##### Material to process

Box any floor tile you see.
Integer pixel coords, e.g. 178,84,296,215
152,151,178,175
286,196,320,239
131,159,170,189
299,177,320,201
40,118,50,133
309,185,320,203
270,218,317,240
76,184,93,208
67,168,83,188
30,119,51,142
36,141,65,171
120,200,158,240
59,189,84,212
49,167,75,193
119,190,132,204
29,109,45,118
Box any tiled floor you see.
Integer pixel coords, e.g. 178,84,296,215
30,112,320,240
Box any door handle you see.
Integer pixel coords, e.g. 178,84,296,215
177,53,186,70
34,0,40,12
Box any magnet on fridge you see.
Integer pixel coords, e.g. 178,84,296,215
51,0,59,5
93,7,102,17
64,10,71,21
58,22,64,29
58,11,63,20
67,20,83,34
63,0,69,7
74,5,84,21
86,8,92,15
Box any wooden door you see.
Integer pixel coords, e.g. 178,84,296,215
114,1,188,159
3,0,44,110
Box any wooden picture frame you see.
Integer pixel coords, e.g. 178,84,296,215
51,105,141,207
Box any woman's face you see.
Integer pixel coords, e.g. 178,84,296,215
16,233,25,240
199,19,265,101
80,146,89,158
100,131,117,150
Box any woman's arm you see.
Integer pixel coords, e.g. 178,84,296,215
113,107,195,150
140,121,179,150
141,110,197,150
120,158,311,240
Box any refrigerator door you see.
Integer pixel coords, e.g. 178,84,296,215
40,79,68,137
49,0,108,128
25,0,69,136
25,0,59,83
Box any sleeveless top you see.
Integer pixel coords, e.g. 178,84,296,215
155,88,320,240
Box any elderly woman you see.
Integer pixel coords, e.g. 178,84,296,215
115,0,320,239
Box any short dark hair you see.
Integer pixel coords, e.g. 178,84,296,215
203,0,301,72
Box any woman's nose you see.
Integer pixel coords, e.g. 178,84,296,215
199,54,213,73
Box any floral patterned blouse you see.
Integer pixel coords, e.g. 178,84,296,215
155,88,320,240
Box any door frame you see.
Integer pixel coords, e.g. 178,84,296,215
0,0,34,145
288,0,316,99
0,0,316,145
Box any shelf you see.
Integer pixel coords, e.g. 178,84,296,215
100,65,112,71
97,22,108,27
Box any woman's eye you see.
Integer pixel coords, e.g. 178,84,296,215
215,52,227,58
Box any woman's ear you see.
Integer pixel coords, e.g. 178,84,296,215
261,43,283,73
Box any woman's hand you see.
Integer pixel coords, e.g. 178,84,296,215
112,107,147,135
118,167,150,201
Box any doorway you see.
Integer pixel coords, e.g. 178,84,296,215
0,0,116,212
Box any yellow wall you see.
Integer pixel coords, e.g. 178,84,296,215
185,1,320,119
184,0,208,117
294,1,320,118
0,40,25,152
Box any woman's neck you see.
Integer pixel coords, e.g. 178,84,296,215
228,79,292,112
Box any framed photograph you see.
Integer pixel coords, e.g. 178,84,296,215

##########

■ Instructions to follow
Taking the lines above, repeat exactly those from the line that contains "Box any refrigerator door you see." through the line that contains "Box any yellow wall you see.", and both of those lines as well. Include nothing else.

■ Reply
Box any refrigerator door you see.
Integer pixel coords, e.g. 178,84,296,215
40,79,68,137
49,0,108,128
25,0,69,136
25,0,59,83
Box any sleeveless top you see.
Integer pixel coords, e.g. 178,84,296,215
155,88,320,240
Box any elderly woman you see.
Integer pixel coords, e.g. 178,84,296,215
115,0,320,239
Box any short dark hair you see.
Integer pixel coords, e.g. 178,84,296,215
203,0,301,72
Box any woman's nose you see.
Integer pixel coords, e.g. 178,84,296,215
199,54,213,73
Box any floral patterned blouse you see.
Integer pixel coords, e.g. 178,84,296,215
155,88,320,240
Box any door frame you see.
Integer pixel coords, e.g. 178,84,296,215
0,0,34,145
288,0,316,99
0,0,316,145
Box any shelf you see.
Integer pixel coords, e.g. 178,84,296,215
100,65,112,71
97,22,108,27
Box any woman's eye you see.
Integer pixel coords, e.g. 178,84,296,215
215,52,227,58
Box any woman's ear you see.
Integer pixel coords, e.g. 178,84,296,215
261,43,283,73
Box any woman's hand you see.
Integer pixel coords, e.g. 178,84,296,215
112,107,147,135
118,167,150,201
Box any doorway you see.
Integer pixel coords, e.g. 178,84,296,215
0,0,116,212
Box any yellow wall you see.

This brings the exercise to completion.